KUTIPAN TEKS:
━━━━━━
Saya lihat dua
ibu-ibu dari Loktunggul saling melirik dan ada sesuatu yang disembunyikan lewat
senyum misterius mereka. Saya lalu bertanya “Ada apa bu, Kok senyum-senyum ?.”
Ibu tadi lalu menjawab “Ngak, kami berdua hanya senyum liat orang jualan,
kemarin ada jual lemari sampai kesini. Hari ini apalagi.” Timpal ibu satunya
“Dahulu jangankan berharap, membayangkan saja tidak pernah kalau kampung kami
akan seperti ini.”
Sudah dua bulan
jembatan yang menghubungkan dua kampung; yaitu Teluk Kadere dan Salantuko sudah
dapat digunakan masyarakat. Jika mengingat 5 bulan yang lalu, jembatan masih
menggunakan potongan kayu bakau yang disambung dan dipaku. Selama masih
menggunakan kayu bakau, jembatan ini berfungsi sebagai jembatan bagi anak yang
bersekolah.
━━━━━━
BARIS DATA:

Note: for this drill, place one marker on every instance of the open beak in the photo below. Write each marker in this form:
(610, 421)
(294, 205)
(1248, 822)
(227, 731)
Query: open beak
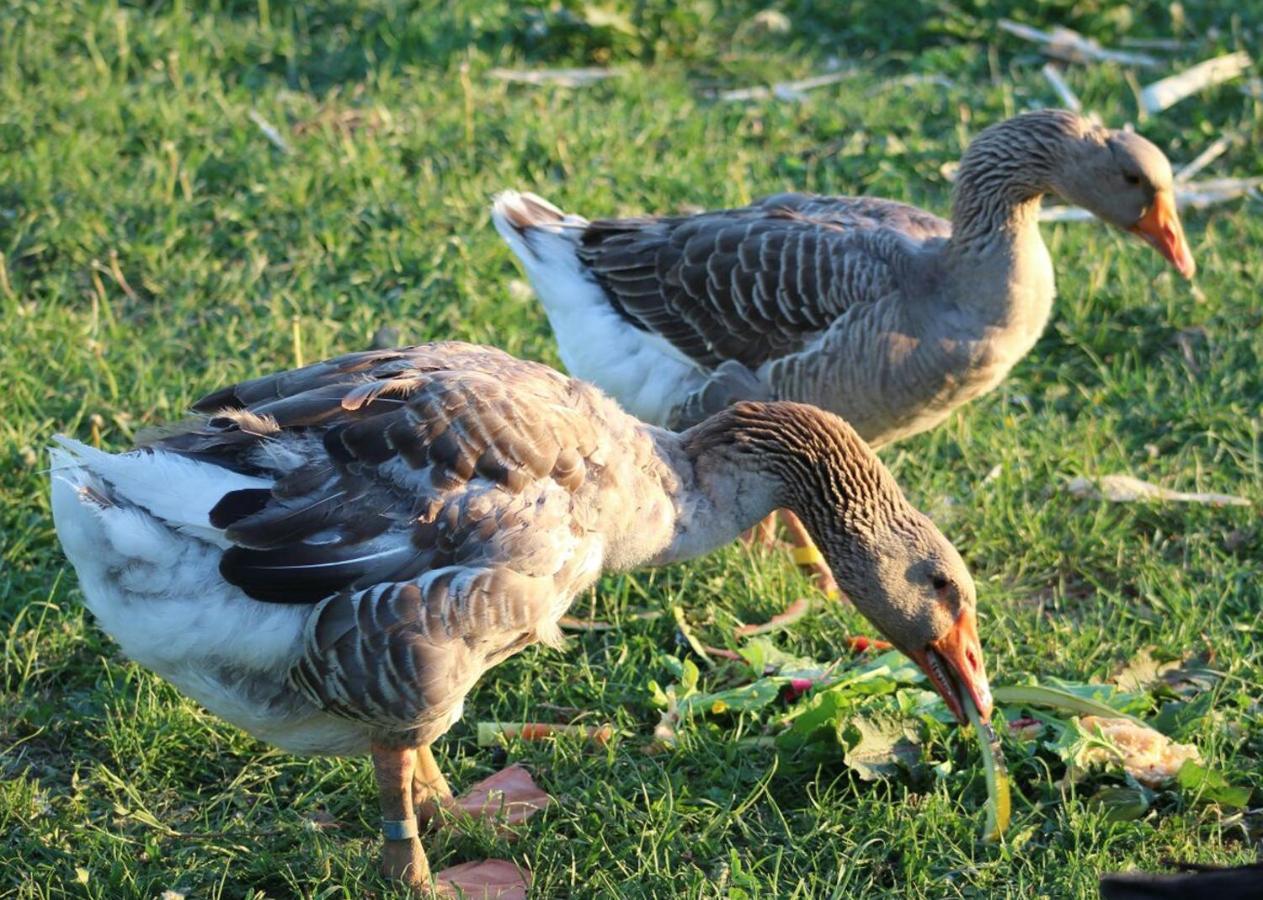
(957, 658)
(1161, 227)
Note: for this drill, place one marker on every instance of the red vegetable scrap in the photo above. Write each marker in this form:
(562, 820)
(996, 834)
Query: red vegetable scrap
(860, 643)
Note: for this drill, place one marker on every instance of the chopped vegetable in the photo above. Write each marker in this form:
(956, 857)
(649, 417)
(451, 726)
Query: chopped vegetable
(997, 775)
(1037, 694)
(1147, 755)
(490, 732)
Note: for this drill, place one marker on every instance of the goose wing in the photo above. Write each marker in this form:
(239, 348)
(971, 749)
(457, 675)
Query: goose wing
(757, 283)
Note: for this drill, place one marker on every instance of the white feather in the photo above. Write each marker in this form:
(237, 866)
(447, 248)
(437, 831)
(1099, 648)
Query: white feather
(157, 590)
(178, 490)
(644, 371)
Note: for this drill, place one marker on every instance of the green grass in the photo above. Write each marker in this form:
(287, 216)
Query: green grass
(155, 245)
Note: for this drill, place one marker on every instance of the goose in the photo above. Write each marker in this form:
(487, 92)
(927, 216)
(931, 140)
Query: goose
(869, 308)
(331, 557)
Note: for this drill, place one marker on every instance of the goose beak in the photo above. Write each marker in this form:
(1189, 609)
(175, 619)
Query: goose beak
(957, 657)
(1161, 227)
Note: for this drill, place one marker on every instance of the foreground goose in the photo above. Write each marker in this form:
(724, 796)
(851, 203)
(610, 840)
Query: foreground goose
(873, 309)
(331, 557)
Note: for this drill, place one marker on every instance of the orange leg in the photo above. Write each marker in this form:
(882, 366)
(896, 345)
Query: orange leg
(808, 556)
(402, 855)
(430, 789)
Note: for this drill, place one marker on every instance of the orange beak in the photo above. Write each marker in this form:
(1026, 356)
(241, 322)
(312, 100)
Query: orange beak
(957, 657)
(1161, 227)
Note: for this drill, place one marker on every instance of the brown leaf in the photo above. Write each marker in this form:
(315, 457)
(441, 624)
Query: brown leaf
(484, 880)
(510, 797)
(322, 821)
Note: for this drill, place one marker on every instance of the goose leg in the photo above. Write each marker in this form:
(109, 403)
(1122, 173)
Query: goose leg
(402, 855)
(808, 556)
(430, 789)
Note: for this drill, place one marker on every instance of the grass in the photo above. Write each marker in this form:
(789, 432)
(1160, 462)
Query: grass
(155, 245)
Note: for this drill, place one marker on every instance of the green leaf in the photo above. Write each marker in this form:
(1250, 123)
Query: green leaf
(1123, 804)
(1142, 670)
(1179, 717)
(745, 698)
(810, 718)
(998, 803)
(1211, 785)
(762, 655)
(879, 746)
(1084, 699)
(694, 644)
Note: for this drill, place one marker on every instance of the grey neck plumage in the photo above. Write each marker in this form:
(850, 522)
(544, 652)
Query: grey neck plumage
(1003, 176)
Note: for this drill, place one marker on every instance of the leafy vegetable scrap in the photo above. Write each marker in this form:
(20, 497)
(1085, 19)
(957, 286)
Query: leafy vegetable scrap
(874, 712)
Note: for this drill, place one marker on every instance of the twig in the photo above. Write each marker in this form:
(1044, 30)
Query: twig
(1205, 158)
(1195, 195)
(562, 77)
(1071, 46)
(1170, 91)
(786, 90)
(1067, 96)
(269, 131)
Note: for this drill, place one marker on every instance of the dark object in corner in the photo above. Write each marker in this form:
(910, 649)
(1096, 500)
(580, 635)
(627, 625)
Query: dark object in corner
(1239, 882)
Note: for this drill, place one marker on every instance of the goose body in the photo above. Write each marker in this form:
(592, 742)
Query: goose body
(873, 309)
(465, 534)
(331, 557)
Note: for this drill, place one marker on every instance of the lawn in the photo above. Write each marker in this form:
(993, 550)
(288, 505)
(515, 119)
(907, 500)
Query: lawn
(157, 242)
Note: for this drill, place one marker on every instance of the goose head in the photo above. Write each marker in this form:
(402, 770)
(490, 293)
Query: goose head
(1125, 181)
(889, 559)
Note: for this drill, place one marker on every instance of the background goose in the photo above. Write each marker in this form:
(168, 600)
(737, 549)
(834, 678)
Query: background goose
(331, 557)
(877, 311)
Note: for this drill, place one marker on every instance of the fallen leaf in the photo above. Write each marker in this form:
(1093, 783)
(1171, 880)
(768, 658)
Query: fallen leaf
(484, 880)
(792, 614)
(509, 797)
(1123, 489)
━━━━━━
BAGIAN LATIHAN:
[1] Menurut kutipan tentang jembatan kampung, dua kampung manakah yang dihubungkan oleh jembatan tersebut?
[2] Teruskan kutipan tentang jembatan kampung, dimulai setelah kalimat terakhirnya.
Materi tersebut tidak diperlukan dalam latihan ini.

JAWABAN SOAL:
[1] Jembatan tersebut menghubungkan Teluk Kadere dan Salantuko.

[2]
Sulitnya akses
menuju kampung Salantuko dan Loktunggul yang hanya bisa dijangkau lewat laut. Membuat
masyarakat berinisiatif untuk membuat jembatan seadanya. Para fasilitator PNPM
Peduli menyebutnya “Jembatan Setan.” Nama tersebut pantas diberikan karena setiap
kali melewati, tubuh kita bergoyang akibat dari lenturnya kayu bakau yang
digunakan sebagai injakan. Sehingga banyak yang melewatinya teriak histeris,
takut terjatuh.
Jika tak ada
jembatan, ketika air pasang datang. Anak-anak harus melepas baju seragam, sepatu,
tas dan menentengnya diatas kepala. Pemandangan yang sungguh menyedihkan di
Kota Bontang yang mempunyai APBD yang cukup besar di wilayah Kaltim. Tetapi
sekarang, pemandangan itu sudah berubah drastis. Jembatan saat ini terbuat dari
ulin dengan panjang 120 meter dan lebar 2,5
meter.
Kesulitan menuju
sekolahpun sudah tidak dirasakan jika harus melewati pohon mangrove. Sepeda
pelajarpun sudah tidak digendong lagi ketika harus melewati jembatan.
Yang membuat
ibu-ibu Salantuko dan Loktunggul tertawa geli adalah setiap hari selalu saja
ada penjual yang sampai keujung kampung untuk menjajakan dagangannya. Mulai
dari pedagang lemari, ember, pentol, es sampai sayur dan ikan. Dahulu
pemandangan seperti ini tidak pernah terbayangkan oleh masyarakat.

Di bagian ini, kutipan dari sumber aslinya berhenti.